▶ Supplied text

When PCA was applied to the cases of primary prostate cancers without metastases in this data set using the subset of 325 E2F-responsive genes as input, a separate subset of primary tumors (red spheres, Fig. 3B) was identified that exhibits many of the same features present in metastatic tumor samples (PCA Pattern 1, Fig. 3C). In particular, 8/19 (42%) cases overexpressed CDKN2A, and 5/19 (26%) overexpressed E2F3. This compares with 10/46 (21%) cases with overexpression of CDKN2A with PCA Pattern 2 (Fig. 3C), and 2/46 (4%) cases overexpressing E2F3. Cytokeratin overexpression did not play a prominent role in PCA Pattern 1 or 2, with only 1/15 (7%) cases showing two overexpressed cytokeratins in PCA Pattern 1, and 5/46 (11%) in PCA Pattern 2.

Among the top 100 E2F-responsive genes (by frequency of overexpression per tumor), mean frequency of overexpression was 50 for metastatic tumors, 46 for PCA Pattern 1 tumors, and 19 for PCA Pattern 2 tumors. The difference between metastatic and PCA Pattern 1 tumors was not statistically significant. The difference between PCA Pattern 1 tumors and PCA Pattern 2 tumors was highly significant (P < 2 × 10⁻⁷). Thus, it appears that among primary tumors, there is a distinct subset that represents ~30% of all primary tumors and is similar in its patterns of overexpression of E2F-responsive genes to those of metastatic samples.

Among the top 100 overexpressed genes in primary prostate cancers in the GSE6919 data set, 44 were shared with the top ERGO tumor-associated E2F-responsive genes in breast cancer and 44 were shared with the top 100 ERGO tumor-associated E2F-responsive genes in ovarian cancer. Thirty-one overexpressed E2F-responsive genes appeared in each of the top 100 lists for breast cancer, ovarian cancer, and prostate cancer.

We further applied the entropy minimization algorithm on the TCGA RNA-Seq data set and it identified 87.6% of the ERGO genes identified in the van’t Veer data set. Similar to the other cancer types, the ERGO tumors showed preferential overexpression of CDKN2A, CCNE1, and E2F and underexpression of RB1.

Together, these findings on multiple data sets from breast, ovarian, and prostate tumors would suggest that there may be a similar mechanism for ERGO tumor development that is active at multiple organ sites.

Discussion

Cell cycle–related genes have been identified in previous publications as being associated with cell proliferation and tumor aggressiveness. Tabach et al.³⁴ identified a group of 167 genes, which they called “the proliferation cluster,” because the cluster was significantly enriched for cell cycle–related genes. At least 66 of these genes appear on our list of E2F-responsive genes that are overexpressed in ERGO cancers, and most of these are involved in progression through G1/S or G2M cell cycle phase transit. Carter et al.³⁵ identified a 70-gene signature of chromosomal instability that includes 41 cell cycle–related genes.³⁵ At least 37 of these appear on our list of E2F-responsive genes. Mosley and Keri³⁶ showed that cell cycle–related genes correlated with the prognostic power of breast cancer gene lists from multiple studies. At least 24 of these appear on our list of E2F-responsive genes. It had previously been shown that E2F upregulates clusters of genes that are involved in both the G1/S and in the G2/M transition.¹¹^,¹²

Here we show for the first time that groups of genes that contribute to the G1/S, DNA repair, and G2/M progression make up the bulk of a core group of ~100 E2F-responsive genes, many of which are often overexpressed simultaneously in individual members of a restricted subset of ERGO human breast cancers. Many of these genes are also simultaneously overexpressed in other solid tumors. These genes are not systematically overexpressed in non-ERGO breast cancer subtypes. BRCA1 breast cancers were shown to be nearly all basal-like cancers (17/18 samples) that were either ERGO or non-ERGO tumors. These findings are in keeping with those of Foulkes et al.,³⁷ who showed that BRCA1 tumors are associated with the basal-like phenotype.

▶ About this task
Summarize the passage on E2F-responsive genes in cancer in two sentences.

▶ Extracted records
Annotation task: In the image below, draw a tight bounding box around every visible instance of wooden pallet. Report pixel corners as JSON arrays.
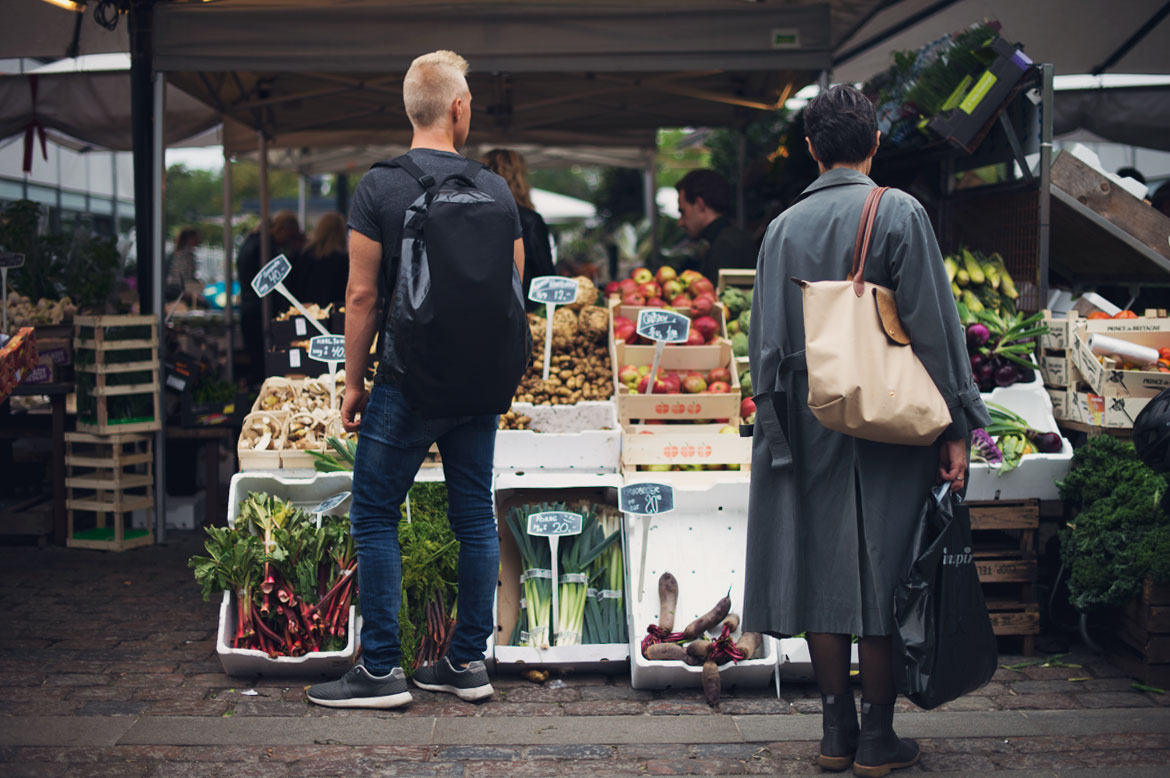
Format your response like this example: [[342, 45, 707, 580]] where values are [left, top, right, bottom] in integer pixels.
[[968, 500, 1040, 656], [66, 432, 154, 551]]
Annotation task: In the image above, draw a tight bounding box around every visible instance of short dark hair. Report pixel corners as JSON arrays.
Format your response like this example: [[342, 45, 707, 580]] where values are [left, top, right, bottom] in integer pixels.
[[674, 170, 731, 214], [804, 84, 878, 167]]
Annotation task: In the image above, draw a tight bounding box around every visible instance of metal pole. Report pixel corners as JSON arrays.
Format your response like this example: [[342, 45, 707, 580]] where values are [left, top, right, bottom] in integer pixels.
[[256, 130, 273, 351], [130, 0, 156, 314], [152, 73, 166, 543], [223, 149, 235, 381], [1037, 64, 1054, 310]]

* * *

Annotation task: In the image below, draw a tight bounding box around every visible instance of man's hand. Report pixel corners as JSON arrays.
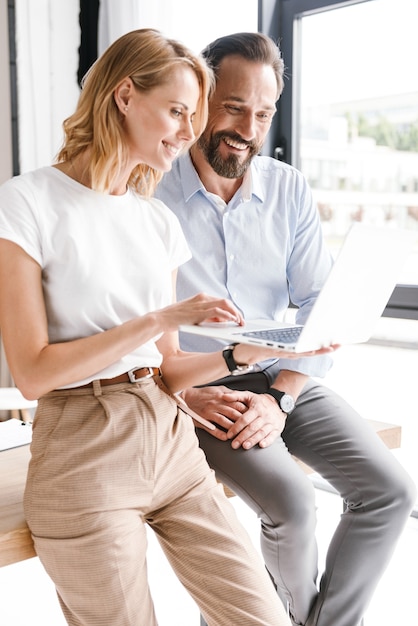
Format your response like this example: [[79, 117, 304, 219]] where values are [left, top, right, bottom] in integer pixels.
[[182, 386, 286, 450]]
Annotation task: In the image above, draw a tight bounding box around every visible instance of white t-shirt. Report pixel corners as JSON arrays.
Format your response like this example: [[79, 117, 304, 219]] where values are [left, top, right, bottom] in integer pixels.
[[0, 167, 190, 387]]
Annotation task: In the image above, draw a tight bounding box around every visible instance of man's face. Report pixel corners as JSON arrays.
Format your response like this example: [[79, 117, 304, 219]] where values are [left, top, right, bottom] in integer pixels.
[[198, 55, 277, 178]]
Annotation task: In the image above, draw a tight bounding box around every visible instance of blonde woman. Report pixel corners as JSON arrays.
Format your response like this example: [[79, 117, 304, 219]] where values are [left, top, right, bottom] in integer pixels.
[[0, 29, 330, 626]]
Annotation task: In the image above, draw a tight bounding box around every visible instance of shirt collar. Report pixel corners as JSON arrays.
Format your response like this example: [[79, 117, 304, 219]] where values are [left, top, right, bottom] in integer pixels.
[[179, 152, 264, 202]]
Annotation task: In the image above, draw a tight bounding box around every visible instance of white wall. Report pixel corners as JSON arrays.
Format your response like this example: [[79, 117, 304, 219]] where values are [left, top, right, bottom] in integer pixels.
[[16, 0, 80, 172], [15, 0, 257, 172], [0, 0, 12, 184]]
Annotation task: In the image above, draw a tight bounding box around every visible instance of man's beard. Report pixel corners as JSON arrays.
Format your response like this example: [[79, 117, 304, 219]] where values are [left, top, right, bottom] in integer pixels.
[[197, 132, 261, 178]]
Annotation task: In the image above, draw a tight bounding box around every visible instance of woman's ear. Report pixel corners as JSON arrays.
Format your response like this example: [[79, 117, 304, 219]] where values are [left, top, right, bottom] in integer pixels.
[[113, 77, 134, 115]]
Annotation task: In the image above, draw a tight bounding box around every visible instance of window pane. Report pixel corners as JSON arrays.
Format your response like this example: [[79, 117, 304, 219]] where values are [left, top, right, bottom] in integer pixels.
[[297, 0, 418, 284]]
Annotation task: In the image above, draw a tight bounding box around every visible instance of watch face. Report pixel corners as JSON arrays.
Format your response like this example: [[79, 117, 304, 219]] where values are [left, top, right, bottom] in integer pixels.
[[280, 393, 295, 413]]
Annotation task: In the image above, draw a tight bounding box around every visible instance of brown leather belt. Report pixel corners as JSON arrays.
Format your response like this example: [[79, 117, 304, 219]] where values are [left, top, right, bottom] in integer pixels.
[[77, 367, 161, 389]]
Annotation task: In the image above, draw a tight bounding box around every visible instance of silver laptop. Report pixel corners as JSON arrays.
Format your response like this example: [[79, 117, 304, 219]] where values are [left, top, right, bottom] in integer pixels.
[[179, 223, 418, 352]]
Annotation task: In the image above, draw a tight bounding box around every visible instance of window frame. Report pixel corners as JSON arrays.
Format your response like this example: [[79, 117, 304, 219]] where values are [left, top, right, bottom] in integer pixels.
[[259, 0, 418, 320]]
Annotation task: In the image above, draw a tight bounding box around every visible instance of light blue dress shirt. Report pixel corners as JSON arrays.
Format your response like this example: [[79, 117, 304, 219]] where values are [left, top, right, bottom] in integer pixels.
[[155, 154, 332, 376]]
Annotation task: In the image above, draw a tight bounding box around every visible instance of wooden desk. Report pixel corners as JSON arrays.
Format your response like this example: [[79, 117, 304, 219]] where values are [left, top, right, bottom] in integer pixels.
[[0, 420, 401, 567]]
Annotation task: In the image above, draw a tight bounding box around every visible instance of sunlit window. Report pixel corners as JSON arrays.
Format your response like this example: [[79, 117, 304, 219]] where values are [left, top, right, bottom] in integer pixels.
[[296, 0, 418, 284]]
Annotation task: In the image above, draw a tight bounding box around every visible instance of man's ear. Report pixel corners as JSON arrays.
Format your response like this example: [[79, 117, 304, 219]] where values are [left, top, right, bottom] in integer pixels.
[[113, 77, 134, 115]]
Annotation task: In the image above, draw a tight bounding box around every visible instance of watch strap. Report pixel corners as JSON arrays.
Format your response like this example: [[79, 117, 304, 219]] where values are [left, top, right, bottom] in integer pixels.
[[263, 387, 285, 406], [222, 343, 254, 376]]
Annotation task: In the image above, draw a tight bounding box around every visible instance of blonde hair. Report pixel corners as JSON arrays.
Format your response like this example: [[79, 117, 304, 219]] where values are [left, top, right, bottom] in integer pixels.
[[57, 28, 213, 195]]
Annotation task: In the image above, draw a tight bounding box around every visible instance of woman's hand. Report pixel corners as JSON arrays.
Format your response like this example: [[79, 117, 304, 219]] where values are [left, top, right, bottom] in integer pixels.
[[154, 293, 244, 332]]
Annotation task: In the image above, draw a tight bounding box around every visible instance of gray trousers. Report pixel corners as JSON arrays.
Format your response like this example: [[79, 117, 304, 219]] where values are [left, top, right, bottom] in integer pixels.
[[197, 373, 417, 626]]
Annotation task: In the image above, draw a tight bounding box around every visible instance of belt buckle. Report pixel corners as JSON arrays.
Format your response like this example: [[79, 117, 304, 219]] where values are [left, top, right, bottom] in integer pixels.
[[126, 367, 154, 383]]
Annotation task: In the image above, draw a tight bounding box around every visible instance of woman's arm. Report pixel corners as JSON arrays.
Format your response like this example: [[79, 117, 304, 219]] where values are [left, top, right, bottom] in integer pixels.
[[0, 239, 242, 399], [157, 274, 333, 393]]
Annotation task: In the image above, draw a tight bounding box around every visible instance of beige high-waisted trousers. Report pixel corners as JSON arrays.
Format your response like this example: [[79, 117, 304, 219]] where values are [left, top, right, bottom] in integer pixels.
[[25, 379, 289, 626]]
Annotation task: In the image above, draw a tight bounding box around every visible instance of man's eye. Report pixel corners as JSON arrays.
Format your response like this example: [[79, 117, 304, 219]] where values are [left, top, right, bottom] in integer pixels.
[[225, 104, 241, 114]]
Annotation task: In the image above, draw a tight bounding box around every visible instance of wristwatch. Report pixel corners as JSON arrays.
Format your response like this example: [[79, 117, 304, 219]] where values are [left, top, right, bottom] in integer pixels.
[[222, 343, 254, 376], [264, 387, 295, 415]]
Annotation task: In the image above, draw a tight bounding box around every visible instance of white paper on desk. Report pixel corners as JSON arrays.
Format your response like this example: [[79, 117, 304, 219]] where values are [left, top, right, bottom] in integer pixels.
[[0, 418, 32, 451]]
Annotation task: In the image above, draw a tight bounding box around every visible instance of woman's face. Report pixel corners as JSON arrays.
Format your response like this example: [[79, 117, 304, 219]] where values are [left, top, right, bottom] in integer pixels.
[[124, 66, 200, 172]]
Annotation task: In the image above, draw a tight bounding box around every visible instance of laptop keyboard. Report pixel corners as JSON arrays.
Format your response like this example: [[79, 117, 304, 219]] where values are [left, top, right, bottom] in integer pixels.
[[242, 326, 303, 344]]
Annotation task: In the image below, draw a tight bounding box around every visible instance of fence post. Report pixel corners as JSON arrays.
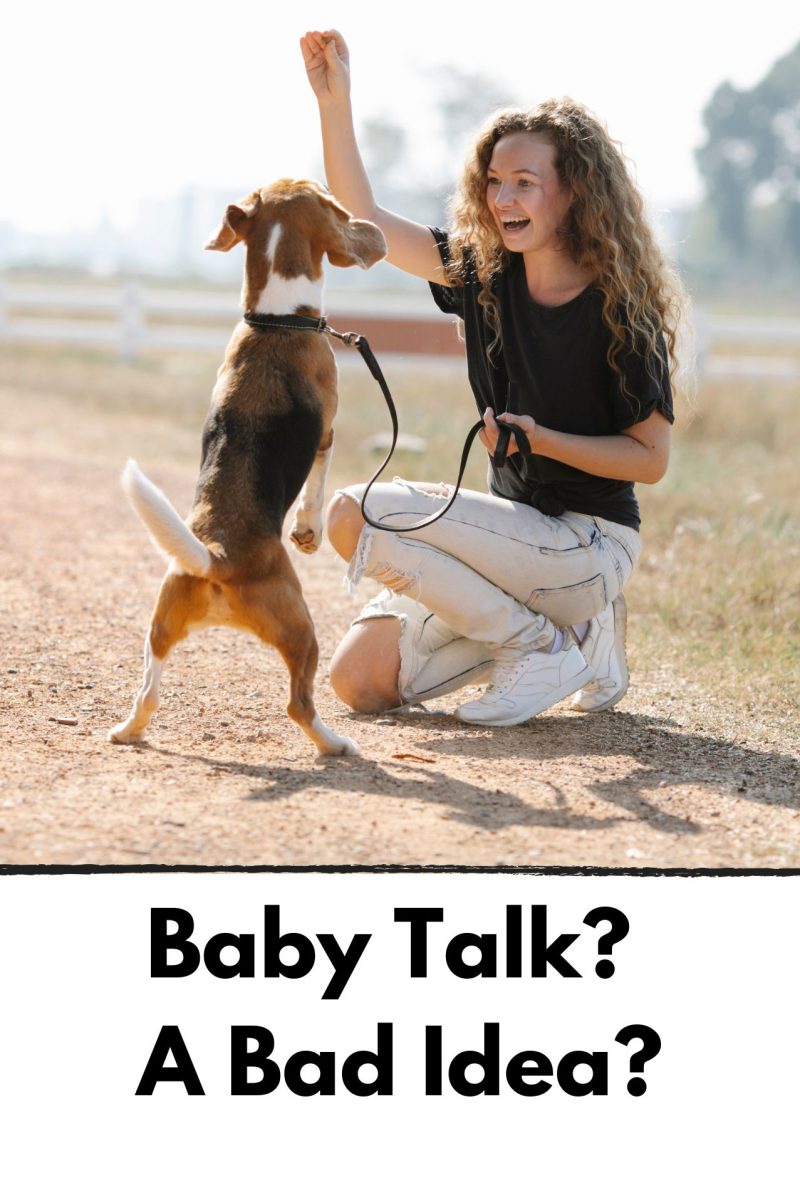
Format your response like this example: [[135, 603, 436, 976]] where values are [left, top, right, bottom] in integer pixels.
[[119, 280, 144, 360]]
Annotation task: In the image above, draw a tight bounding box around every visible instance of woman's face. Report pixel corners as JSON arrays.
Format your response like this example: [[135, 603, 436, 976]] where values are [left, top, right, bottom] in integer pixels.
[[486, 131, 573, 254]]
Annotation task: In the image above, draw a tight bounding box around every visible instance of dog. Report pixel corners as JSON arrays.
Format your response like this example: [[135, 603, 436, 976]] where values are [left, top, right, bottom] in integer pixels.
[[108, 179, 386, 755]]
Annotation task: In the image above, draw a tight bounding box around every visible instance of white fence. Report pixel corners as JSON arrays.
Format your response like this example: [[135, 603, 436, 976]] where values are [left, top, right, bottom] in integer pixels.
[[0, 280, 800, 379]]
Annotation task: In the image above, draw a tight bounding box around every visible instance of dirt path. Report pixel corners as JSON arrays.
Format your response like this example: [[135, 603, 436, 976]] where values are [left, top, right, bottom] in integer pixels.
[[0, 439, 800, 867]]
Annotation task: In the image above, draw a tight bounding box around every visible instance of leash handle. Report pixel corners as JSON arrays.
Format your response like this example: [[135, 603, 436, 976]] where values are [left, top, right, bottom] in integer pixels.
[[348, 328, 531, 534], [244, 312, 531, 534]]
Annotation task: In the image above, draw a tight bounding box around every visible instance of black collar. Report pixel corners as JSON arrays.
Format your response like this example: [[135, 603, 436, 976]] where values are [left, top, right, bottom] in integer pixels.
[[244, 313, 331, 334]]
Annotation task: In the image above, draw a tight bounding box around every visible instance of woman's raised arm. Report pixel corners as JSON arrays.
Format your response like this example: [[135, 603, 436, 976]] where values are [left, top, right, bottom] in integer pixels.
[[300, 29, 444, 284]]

▶ Reply
Among primary prostate cancers without metastases, principal component analysis revealed a distinct subset, about 30% of primary tumors, whose overexpression of E2F-responsive genes resembles that of metastatic samples, and many top overexpressed prostate cancer genes were shared with the top E2F-responsive gene lists for breast and ovarian cancer. These findings suggest a similar mechanism for ERGO tumor development may be active at multiple organ sites, and genes contributing to G1/S, DNA repair, and G2/M progression make up the bulk of a core group of about 100 E2F-responsive genes often overexpressed together in a restricted subset of ERGO breast cancers.